- TASK TO COMPLETE -
Lay out the records from the line containing "in navy jersey" through the line containing "[[0, 0, 300, 49]]", both included, as a JSON list of strings with one string per line and no blank lines.

────────────────────────────────────────

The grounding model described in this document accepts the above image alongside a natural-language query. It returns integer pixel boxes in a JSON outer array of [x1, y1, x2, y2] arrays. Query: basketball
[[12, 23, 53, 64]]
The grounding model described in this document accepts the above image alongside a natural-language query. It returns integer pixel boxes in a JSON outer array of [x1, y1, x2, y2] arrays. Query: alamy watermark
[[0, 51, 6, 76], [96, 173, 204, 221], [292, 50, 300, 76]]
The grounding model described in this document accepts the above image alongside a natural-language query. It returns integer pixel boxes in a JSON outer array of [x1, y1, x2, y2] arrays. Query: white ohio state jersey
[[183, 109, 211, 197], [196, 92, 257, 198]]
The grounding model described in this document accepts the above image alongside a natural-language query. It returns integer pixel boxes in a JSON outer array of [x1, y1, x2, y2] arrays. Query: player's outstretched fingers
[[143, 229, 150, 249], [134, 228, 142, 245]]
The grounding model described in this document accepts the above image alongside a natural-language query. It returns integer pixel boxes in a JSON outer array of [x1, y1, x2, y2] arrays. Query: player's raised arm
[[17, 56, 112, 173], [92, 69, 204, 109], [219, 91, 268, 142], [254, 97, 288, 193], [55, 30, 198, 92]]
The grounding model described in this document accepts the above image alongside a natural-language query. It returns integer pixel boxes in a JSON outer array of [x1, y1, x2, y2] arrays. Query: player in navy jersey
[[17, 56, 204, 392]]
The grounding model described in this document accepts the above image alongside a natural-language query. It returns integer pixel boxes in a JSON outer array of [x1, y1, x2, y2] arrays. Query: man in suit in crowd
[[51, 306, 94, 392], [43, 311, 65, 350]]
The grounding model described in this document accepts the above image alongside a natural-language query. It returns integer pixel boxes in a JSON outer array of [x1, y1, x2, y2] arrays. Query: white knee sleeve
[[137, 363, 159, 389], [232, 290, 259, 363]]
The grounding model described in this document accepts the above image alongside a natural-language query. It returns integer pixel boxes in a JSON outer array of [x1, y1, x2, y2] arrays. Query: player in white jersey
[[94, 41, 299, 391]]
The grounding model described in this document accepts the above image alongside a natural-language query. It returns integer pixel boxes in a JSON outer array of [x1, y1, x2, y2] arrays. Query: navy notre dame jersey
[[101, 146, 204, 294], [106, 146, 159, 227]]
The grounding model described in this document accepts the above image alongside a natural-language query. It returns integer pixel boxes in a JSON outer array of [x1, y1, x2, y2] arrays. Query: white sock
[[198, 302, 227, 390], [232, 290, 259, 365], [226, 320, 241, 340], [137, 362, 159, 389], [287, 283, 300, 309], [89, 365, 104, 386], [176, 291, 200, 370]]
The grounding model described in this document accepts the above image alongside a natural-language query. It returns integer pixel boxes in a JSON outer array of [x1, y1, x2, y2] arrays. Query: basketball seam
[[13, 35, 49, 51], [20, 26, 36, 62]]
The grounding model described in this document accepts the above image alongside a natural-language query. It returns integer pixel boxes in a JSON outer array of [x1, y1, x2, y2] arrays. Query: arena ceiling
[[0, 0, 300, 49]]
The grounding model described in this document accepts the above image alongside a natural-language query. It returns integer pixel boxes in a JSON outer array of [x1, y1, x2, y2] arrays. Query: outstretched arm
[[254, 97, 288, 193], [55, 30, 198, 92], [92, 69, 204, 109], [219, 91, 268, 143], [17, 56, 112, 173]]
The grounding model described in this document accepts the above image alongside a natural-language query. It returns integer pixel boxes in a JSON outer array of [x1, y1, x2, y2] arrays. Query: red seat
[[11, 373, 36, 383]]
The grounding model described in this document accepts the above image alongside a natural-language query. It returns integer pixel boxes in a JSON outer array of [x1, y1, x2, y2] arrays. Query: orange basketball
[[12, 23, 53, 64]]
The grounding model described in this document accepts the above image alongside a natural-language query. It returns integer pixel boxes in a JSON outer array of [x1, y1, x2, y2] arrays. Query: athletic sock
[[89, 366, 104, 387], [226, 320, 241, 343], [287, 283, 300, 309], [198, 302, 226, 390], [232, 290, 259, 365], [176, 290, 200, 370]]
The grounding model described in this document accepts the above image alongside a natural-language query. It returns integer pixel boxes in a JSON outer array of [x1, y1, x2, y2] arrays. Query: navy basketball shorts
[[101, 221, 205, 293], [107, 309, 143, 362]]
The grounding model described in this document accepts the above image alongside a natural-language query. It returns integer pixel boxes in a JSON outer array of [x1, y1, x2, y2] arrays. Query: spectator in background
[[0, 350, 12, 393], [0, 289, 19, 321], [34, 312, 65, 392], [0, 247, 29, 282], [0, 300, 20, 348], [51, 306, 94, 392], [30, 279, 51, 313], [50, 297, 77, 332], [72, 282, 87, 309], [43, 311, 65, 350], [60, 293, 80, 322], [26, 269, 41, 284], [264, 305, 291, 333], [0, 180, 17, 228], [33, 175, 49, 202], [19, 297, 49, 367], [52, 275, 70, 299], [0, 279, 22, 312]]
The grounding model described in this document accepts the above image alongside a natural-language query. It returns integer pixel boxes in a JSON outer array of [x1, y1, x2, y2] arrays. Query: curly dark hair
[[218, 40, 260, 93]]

────────────────────────────────────────

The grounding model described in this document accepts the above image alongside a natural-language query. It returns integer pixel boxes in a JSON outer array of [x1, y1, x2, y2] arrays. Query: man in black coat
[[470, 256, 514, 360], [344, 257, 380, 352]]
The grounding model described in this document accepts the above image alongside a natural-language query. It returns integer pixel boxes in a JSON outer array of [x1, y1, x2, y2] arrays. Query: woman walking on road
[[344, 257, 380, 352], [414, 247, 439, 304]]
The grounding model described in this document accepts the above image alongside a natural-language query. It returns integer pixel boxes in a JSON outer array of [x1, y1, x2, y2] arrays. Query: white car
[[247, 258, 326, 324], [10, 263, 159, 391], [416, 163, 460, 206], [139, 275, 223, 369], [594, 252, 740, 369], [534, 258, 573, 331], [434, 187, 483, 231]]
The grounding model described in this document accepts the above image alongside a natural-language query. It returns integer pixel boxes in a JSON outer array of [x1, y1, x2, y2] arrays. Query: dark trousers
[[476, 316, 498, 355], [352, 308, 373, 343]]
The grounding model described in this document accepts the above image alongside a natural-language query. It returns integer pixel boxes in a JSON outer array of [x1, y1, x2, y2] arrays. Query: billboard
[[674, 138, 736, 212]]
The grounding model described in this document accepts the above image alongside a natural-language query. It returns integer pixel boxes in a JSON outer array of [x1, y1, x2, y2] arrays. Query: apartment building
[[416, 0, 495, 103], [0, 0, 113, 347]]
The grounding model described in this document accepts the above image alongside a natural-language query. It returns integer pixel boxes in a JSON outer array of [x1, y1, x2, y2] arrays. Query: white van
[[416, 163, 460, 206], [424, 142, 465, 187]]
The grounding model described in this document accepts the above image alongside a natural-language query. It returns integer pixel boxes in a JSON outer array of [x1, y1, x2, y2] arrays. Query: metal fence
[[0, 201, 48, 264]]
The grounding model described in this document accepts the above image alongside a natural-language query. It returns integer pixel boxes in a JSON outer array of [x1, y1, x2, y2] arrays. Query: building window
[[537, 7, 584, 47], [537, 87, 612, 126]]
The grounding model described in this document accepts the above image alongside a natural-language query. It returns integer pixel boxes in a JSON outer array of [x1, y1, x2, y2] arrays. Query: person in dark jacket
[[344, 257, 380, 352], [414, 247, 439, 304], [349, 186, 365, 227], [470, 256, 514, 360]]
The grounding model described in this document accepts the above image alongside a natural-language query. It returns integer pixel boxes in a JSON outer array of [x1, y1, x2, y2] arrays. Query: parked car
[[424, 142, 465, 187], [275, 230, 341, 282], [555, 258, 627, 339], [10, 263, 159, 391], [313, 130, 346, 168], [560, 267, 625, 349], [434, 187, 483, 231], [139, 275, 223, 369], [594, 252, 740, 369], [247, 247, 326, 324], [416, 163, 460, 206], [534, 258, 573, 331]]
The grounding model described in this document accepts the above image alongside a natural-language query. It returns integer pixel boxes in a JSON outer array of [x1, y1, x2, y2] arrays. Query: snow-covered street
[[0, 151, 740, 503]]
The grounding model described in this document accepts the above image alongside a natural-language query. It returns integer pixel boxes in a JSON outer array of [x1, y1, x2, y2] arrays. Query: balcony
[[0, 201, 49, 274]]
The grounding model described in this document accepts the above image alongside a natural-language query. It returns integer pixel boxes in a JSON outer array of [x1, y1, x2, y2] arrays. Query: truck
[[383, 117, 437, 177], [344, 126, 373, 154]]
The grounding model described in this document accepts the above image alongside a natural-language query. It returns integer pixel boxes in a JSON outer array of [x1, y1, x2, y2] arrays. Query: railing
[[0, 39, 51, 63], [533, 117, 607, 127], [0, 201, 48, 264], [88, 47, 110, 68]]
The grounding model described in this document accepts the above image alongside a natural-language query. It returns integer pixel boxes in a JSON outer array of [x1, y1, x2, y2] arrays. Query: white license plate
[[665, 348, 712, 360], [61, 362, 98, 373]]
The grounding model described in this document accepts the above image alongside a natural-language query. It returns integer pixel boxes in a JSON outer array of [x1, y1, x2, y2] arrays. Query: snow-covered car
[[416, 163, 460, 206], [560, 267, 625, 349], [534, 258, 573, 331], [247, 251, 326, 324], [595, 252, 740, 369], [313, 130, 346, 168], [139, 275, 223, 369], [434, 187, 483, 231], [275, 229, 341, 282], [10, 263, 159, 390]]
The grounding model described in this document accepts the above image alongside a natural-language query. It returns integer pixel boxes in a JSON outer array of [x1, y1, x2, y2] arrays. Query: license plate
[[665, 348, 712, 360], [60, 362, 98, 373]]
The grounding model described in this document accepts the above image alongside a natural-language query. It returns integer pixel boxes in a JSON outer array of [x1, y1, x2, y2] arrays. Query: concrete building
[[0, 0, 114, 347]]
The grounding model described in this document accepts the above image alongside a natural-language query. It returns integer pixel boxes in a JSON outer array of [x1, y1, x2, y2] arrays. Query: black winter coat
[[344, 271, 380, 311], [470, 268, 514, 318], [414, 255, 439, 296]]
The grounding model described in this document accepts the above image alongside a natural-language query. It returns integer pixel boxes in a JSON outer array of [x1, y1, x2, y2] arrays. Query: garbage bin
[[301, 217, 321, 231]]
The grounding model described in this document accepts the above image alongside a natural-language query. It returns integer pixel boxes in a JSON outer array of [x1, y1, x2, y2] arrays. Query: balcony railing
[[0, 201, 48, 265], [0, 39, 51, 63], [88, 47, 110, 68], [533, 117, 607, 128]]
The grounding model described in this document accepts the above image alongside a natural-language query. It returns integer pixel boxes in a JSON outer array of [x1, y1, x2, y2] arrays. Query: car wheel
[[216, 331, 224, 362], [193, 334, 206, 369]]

────────────────────────────────────────

- ANSWER -
[
  "The grounding model described in this document accepts the above image alongside a natural-language query. It returns integer pixel boxes in a JSON outer array of [x1, y1, x2, y2] arrays. Query: player in navy jersey",
  "[[17, 56, 204, 392]]",
  "The grounding model described in this document accepts the above image alongside a natural-language query. It returns integer pixel boxes in a JSON outer array of [x1, y1, x2, y2] arrays. Query: man in suit in crowd",
  "[[51, 306, 94, 392], [43, 311, 65, 350]]",
  "The grounding model described in this document accepts the above image alongside a natural-language query. It returns integer pixel boxes in a JSON outer array of [x1, y1, x2, y2] arrays. Query: white knee sleeve",
  "[[137, 363, 159, 389], [232, 290, 259, 363]]",
  "The grounding model described in this document accepts the above image alongside a natural-language query. It returns integer pixel boxes in a JSON outer array of [x1, y1, x2, y2] arrays. Query: player in white jersey",
  "[[94, 41, 299, 391]]",
  "The grounding model described in this document accepts the above image alongside a natural-language query. It returns integer pixel boxes in a JSON outer array of [x1, y1, x2, y2] arrays. Query: navy notre dame jersey",
  "[[101, 146, 204, 294], [106, 146, 159, 227]]",
  "The grounding model described in this document accepts the above image alongside a natural-language query. It returns integer pixel boxes in a JSON outer array of [x1, y1, x2, y2] arrays. Query: white sock",
  "[[198, 302, 227, 390], [232, 290, 259, 365], [226, 320, 241, 340], [137, 362, 159, 389], [287, 283, 300, 309], [89, 365, 104, 386], [176, 291, 200, 370]]",
  "The grounding model described in this document accepts the above image alongside a natural-language query. It returns integer pixel boxes in a JSON outer array of [x1, y1, x2, y2] arrays. Query: basketball seam",
  "[[13, 35, 49, 51], [20, 26, 36, 62]]",
  "The grounding model described in this document accepts the above image alongside a natural-language query. It returns integer pixel boxes in a JSON outer array of [x1, y1, x2, y2] arrays. Query: arena ceiling",
  "[[0, 0, 300, 49]]"
]